WORK TO BE COMPLETED:
Reproduce the listing below, renaming "visual object detector" to "image object locator" wherever it occurs and changing nothing else.

[Extracted data records]
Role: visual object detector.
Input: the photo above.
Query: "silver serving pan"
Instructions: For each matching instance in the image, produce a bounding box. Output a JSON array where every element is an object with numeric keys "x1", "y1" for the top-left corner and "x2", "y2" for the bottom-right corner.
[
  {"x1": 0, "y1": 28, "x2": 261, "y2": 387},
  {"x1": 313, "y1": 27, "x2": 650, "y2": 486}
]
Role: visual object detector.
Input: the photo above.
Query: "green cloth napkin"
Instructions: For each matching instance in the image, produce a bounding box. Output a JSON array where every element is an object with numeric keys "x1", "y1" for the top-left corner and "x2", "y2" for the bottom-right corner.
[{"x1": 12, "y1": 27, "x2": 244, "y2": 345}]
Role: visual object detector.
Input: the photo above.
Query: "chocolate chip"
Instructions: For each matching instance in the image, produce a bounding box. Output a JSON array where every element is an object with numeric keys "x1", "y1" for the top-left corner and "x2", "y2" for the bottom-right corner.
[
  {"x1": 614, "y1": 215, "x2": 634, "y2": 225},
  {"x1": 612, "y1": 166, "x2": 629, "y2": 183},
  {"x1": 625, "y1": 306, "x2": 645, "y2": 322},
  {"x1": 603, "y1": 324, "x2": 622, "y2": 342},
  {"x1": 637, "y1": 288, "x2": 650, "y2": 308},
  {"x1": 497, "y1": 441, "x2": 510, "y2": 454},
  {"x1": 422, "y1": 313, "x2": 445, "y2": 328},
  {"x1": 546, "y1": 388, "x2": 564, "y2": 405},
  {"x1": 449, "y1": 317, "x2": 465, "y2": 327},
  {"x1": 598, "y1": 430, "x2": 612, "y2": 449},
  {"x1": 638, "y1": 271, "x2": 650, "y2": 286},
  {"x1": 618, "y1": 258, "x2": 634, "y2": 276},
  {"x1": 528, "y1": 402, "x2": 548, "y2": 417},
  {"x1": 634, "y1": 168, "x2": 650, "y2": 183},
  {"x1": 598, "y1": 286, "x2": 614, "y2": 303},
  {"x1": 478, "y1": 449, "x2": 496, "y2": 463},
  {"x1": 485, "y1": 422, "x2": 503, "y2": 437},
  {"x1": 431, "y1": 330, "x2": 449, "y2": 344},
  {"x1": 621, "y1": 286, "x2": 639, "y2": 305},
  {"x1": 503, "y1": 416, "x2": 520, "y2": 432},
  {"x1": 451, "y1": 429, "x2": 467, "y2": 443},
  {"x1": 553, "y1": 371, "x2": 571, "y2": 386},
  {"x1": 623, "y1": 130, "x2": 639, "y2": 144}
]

WRITTEN SOLUTION:
Role: image object locator.
Input: the photo above.
Query: "silver serving pan"
Instructions: For each matching instance in the image, produce a bounding box. Output a JSON array where every element is an object with numeric keys "x1", "y1" for the top-left corner and "x2", "y2" for the bottom-right corner.
[
  {"x1": 0, "y1": 28, "x2": 261, "y2": 387},
  {"x1": 313, "y1": 27, "x2": 650, "y2": 486}
]
Role: image object locator.
Input: the photo above.
Query: "green cloth napkin"
Instructions: For each matching instance in the image, produce a bounding box. Output a JSON array where every element is an object with numeric keys "x1", "y1" for the top-left corner and "x2", "y2" for the bottom-right corner.
[{"x1": 12, "y1": 27, "x2": 244, "y2": 345}]
Role: image object locator.
Input: the photo above.
Query: "chocolate chip"
Instructions: For each matching instance in the image, produce a bounding box. Output a JSON array where every element is an object with numeric keys "x1", "y1" for the top-left corner and "x2", "y2" for the bottom-right corner.
[
  {"x1": 614, "y1": 215, "x2": 634, "y2": 225},
  {"x1": 612, "y1": 166, "x2": 629, "y2": 183},
  {"x1": 625, "y1": 306, "x2": 645, "y2": 322},
  {"x1": 603, "y1": 324, "x2": 622, "y2": 342},
  {"x1": 637, "y1": 288, "x2": 650, "y2": 308},
  {"x1": 497, "y1": 441, "x2": 510, "y2": 454},
  {"x1": 422, "y1": 313, "x2": 445, "y2": 328},
  {"x1": 546, "y1": 388, "x2": 564, "y2": 405},
  {"x1": 449, "y1": 317, "x2": 465, "y2": 327},
  {"x1": 598, "y1": 430, "x2": 612, "y2": 449},
  {"x1": 638, "y1": 271, "x2": 650, "y2": 286},
  {"x1": 618, "y1": 258, "x2": 634, "y2": 276},
  {"x1": 528, "y1": 402, "x2": 548, "y2": 417},
  {"x1": 634, "y1": 168, "x2": 650, "y2": 183},
  {"x1": 598, "y1": 286, "x2": 614, "y2": 303},
  {"x1": 478, "y1": 449, "x2": 496, "y2": 463},
  {"x1": 485, "y1": 422, "x2": 503, "y2": 437},
  {"x1": 431, "y1": 330, "x2": 449, "y2": 344},
  {"x1": 621, "y1": 286, "x2": 639, "y2": 305},
  {"x1": 503, "y1": 416, "x2": 520, "y2": 432},
  {"x1": 451, "y1": 429, "x2": 467, "y2": 443},
  {"x1": 553, "y1": 371, "x2": 571, "y2": 386},
  {"x1": 623, "y1": 130, "x2": 639, "y2": 144}
]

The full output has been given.